» Exercise instructions:
Your copy should match the records exactly, except that no pictures appear in it.

··· Data records

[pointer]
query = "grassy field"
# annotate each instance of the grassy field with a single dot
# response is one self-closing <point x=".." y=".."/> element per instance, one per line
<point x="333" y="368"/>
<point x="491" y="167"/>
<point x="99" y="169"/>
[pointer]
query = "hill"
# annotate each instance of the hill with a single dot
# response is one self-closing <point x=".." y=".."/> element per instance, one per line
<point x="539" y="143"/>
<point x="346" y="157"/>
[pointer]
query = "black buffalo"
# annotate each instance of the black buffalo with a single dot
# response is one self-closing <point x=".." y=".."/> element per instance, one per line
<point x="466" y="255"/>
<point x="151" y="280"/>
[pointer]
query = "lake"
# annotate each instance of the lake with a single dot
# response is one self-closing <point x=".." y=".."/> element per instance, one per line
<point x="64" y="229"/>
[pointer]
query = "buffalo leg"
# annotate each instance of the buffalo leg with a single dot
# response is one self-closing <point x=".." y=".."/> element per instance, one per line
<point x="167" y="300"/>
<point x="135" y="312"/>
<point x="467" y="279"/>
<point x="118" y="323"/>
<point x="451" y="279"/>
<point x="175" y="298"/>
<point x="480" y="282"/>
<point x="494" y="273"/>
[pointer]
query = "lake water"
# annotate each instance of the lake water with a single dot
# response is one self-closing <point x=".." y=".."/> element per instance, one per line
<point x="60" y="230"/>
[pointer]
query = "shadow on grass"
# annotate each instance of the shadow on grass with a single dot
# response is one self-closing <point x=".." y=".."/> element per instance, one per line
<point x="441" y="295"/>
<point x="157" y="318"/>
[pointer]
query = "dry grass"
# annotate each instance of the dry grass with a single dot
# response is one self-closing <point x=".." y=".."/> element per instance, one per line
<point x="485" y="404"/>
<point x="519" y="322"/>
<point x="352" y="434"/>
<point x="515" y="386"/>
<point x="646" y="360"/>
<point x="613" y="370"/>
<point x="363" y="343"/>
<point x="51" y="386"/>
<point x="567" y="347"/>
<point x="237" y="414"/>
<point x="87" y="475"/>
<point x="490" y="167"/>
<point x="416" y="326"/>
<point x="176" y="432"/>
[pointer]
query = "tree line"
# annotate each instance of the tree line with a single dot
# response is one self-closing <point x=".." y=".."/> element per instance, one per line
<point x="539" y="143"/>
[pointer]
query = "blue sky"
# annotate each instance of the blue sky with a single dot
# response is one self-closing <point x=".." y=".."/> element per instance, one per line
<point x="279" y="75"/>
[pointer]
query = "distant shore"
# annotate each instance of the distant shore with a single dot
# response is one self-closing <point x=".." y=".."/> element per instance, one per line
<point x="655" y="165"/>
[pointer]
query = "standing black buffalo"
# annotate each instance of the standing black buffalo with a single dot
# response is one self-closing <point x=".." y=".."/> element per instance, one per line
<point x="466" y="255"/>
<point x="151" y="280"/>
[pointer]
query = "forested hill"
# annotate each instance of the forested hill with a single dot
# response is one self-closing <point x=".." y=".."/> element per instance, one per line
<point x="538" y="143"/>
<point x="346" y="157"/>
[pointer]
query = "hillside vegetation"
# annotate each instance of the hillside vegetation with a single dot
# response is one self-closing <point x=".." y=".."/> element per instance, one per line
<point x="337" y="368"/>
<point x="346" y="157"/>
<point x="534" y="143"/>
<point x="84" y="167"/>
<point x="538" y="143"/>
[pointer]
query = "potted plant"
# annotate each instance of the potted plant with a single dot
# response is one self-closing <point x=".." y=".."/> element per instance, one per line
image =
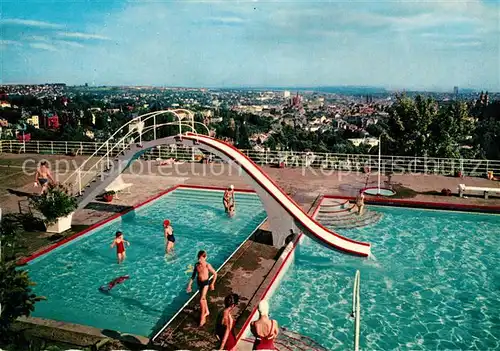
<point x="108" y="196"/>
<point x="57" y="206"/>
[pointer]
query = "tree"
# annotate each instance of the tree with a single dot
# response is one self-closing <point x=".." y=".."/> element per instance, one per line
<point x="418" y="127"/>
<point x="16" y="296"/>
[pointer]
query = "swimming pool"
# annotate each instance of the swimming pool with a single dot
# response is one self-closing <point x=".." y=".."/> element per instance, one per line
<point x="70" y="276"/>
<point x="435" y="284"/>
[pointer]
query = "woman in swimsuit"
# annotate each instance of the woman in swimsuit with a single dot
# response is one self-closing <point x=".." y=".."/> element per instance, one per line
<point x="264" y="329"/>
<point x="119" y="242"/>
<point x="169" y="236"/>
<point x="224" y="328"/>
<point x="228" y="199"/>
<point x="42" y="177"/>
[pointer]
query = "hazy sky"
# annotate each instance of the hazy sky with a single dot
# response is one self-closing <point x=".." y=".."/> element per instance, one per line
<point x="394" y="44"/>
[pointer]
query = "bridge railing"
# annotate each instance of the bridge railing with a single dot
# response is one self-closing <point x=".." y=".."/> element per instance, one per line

······

» Worked solution:
[pointer]
query = "grassy field"
# annotate each instance of the grassy field with a single dot
# response is one self-closing <point x=".." y=".."/> element per instance, one per line
<point x="333" y="368"/>
<point x="491" y="167"/>
<point x="99" y="169"/>
[pointer]
query = "hill"
# annotate each instance of the hill with a single dot
# response is one self-closing <point x=".." y=".."/> element per instance, one per line
<point x="539" y="143"/>
<point x="346" y="157"/>
[pointer]
query = "black buffalo"
# annotate each instance of the black buffalo with a single dot
# response is one self-closing <point x=".." y=".."/> element per instance, one per line
<point x="466" y="255"/>
<point x="151" y="280"/>
[pointer]
query = "lake"
# annotate each instance of the lake with a single dot
# response is one self-closing <point x=".." y=".."/> element per instance, one per line
<point x="64" y="229"/>
[pointer]
query = "buffalo leg"
# annotate each instance of the buffalo leg with a single dot
# response is one self-closing <point x=".." y=".."/> element per instance, one per line
<point x="167" y="300"/>
<point x="135" y="312"/>
<point x="467" y="279"/>
<point x="118" y="323"/>
<point x="451" y="279"/>
<point x="175" y="298"/>
<point x="480" y="282"/>
<point x="494" y="273"/>
[pointer]
query = "lake water"
# annotate each instance of the lake water with a single dot
# response is one self-closing <point x=".." y=".."/> element per instance, one per line
<point x="60" y="230"/>
[pointer]
query = "shadow on grass"
# annotate each instance of the shadow on grass with a single dot
# response is one self-closing <point x=".." y=".."/> element per instance, one per line
<point x="441" y="295"/>
<point x="157" y="318"/>
[pointer]
query = "dry grass"
# annotate each instance of the dry grass with a single dot
# response is one self-closing <point x=".." y=".."/> element per instance, one per line
<point x="485" y="404"/>
<point x="519" y="322"/>
<point x="352" y="434"/>
<point x="515" y="386"/>
<point x="646" y="360"/>
<point x="613" y="370"/>
<point x="363" y="343"/>
<point x="51" y="386"/>
<point x="567" y="347"/>
<point x="237" y="414"/>
<point x="87" y="475"/>
<point x="490" y="167"/>
<point x="416" y="326"/>
<point x="176" y="432"/>
[pointer]
query = "tree line"
# annotate each instance of the tree line with a single dot
# response is one self-closing <point x=".." y=".."/> element per instance, one per line
<point x="539" y="143"/>
[pointer]
query = "blue sky"
# annotate each instance of the blue sky with a single dot
# response is one self-closing <point x=".." y=".."/> element per instance, one per line
<point x="279" y="75"/>
[pointer]
query = "distant shore"
# annotate each instance of the distant shore with a single dot
# response is one self-closing <point x=".." y=".."/> element per instance, one per line
<point x="655" y="165"/>
[pointer]
query = "standing black buffalo"
# annotate each instance of the standing black buffalo with a single dot
# response is one self-closing <point x=".." y=".."/> element per instance, one per line
<point x="466" y="255"/>
<point x="151" y="280"/>
[pointer]
query = "forested hill"
# annotate each instance of the forested hill with a single dot
# response is one self-closing <point x=".." y=".."/> element per instance, one per line
<point x="538" y="143"/>
<point x="346" y="157"/>
[pointer]
query = "hillside vegetation"
# annotate each instance of the hillside vegetation with a single dot
# response is one self-closing <point x=".." y=".."/> element per instance, one per line
<point x="337" y="368"/>
<point x="346" y="157"/>
<point x="534" y="143"/>
<point x="84" y="167"/>
<point x="538" y="143"/>
[pointer]
query = "potted plant"
# annotate each instance of the potted plant with a single dot
# response is one self-closing <point x=".." y=".."/> element per instance, one per line
image =
<point x="108" y="196"/>
<point x="57" y="206"/>
[pointer]
query = "tree"
# annotate each instance of the tree with a single dot
# response is one self-closing <point x=".." y=".."/> element per instance, one per line
<point x="418" y="127"/>
<point x="16" y="296"/>
[pointer]
query = "swimming pool"
# annotate each instance of the swimming pool with a single dot
# response is one self-closing <point x=".." y=".."/> element per instance, one per line
<point x="70" y="276"/>
<point x="435" y="284"/>
[pointer]
query = "woman in swimsuit"
# annotate each instance of the woman in swimsuit with a single dot
# response is one self-closing <point x=".." y=".."/> element per instance, one per line
<point x="264" y="329"/>
<point x="119" y="242"/>
<point x="169" y="236"/>
<point x="224" y="328"/>
<point x="228" y="199"/>
<point x="42" y="177"/>
[pointer]
query = "hazy sky"
# annotate each instance of the hazy sky with a single dot
# response is one self-closing <point x=".." y=".."/> element per instance, one per line
<point x="394" y="44"/>
[pointer]
query = "bridge railing"
# annotate each instance of the bridge railing with a single dot
# response is one self-closing <point x=".." y=".."/> element per instance, one per line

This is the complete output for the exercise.